EXCERPT —
= = =

Jamboree to Celebrate 10th Anniversary of Diamond Apartment Homes

Jamboree to Celebrate 10th Anniversary of Diamond Apartment Homes

WHO: Jamboree Housing Corporation, a leading nonprofit affordable housing developer in CA and Orange County’s 
largest developer of Permanent Supportive Housing

WHAT: Diamond Apartment Homes 10th Anniversary Celebration
Photo and Interview Opportunities: Guests will have opportunities to hear from a variety of elected officials integral to Diamond’s ongoing success, current and previous Diamond residents who will speak to the stability Diamond has provided, and take tours of the property, including the grounds, community space, and resident apartments.


  • 65th Assembly District: Assemblywoman Sharon Quirk-Silva
  • City of Anaheim: Mayor Harry Sidhu and Curt Pringle, Former Mayor (2002-2010) and Former California State Assembly Speaker 
  • Telecare Corporation: Dr. Ed Bienkowski, Regional Director of Operations
  • Diamond Residents: (include)
    • Tommy Simcox, veteran and former career banker: A speaker at Diamond’s grand opening in 2009, Tommy came to Diamond after experiencing homelessness for eight years. Stabilized and thriving at Diamond, Tommy was able to move to an Anaheim Hills senior community in 2013. He credits his long-term success to the programs and services provided by Jamboree’s Community Impact Group, helping him to develop a sense of community and trust with onsite Resident Service Coordinators.
    • Rhonda Polite, veteran, stroke survivor, and single mother of three: A 10-year resident at Diamond, Rhonda came to the community after multiple bouts of homelessness, including several months sleeping at a bus stop. She currently lives at Diamond with her youngest daughter. With the stability and supportive services at Diamond, Rhonda has furthered her education and now works at the Veterans Administration Long Beach Healthcare System, a fitting transition for this six-year Navy veteran. Rhonda is Diamond’s matriarch, loved and respected by all of the residents. Rhonda believes that Diamond showed her “how she could change.”

WHEN: Friday, February 8, 2019 11:00am to 1pm (ceremony begins at 11am)

WHERE: Diamond Apartment Homes
1310 W. Diamond Street, Anaheim, California

WHY: Fifteen years ago this November, Californians passed Proposition 63, the Mental Health Service Act (MHSA), a measure aimed at assisting those with severe and persistent mental health illnesses who are also experiencing homelessness. However, putting these funds to use proved difficult as it took nearly five years for any developer to successfully fund a Permanent Supportive Housing project with MHSA funds.

= = =

WHAT YOU NEED TO DO —
A) List every person the announcement names.
B) Answer these from the announcement:
(i) In what year did Tommy Simcox move to an Anaheim Hills senior community?
(ii) What is the street address of the event?
(iii) For how many years did Rhonda Polite serve in the Navy?
C) Transcribe the stretch of the announcement from "WHEN: Friday, February" through "with MHSA funds.".
The data after this point is unrelated to the announcement.

DATA EXTRACT —
= = =

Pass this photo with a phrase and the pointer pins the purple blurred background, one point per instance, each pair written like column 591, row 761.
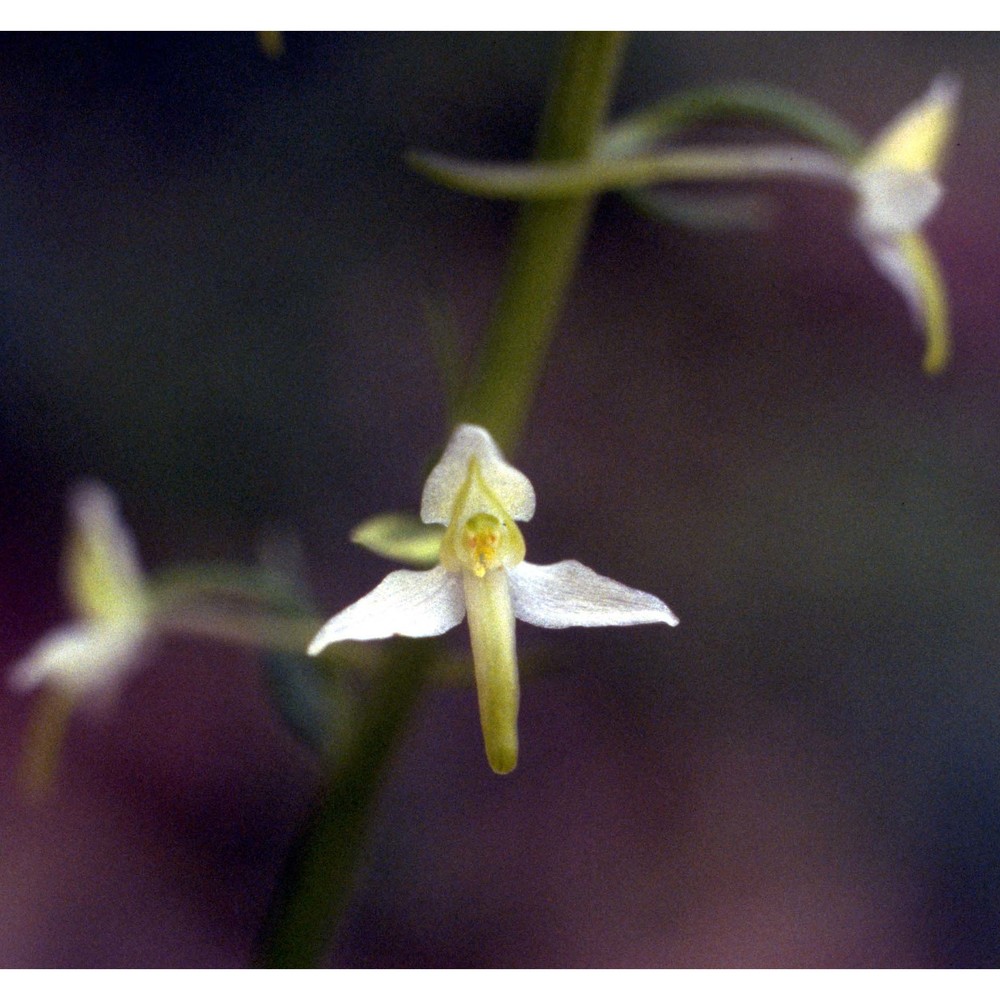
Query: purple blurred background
column 213, row 270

= = =

SOLUTION SET —
A)
Sharon Quirk-Silva
Harry Sidhu
Curt Pringle
Ed Bienkowski
Tommy Simcox
Rhonda Polite

B)
(i) 2013
(ii) 1310 W. Diamond Street, Anaheim, California
(iii) Six years

C)
WHEN: Friday, February 8, 2019 11:00am to 1pm (ceremony begins at 11am)

WHERE: Diamond Apartment Homes
1310 W. Diamond Street, Anaheim, California

WHY: Fifteen years ago this November, Californians passed Proposition 63, the Mental Health Service Act (MHSA), a measure aimed at assisting those with severe and persistent mental health illnesses who are also experiencing homelessness. However, putting these funds to use proved difficult as it took nearly five years for any developer to successfully fund a Permanent Supportive Housing project with MHSA funds.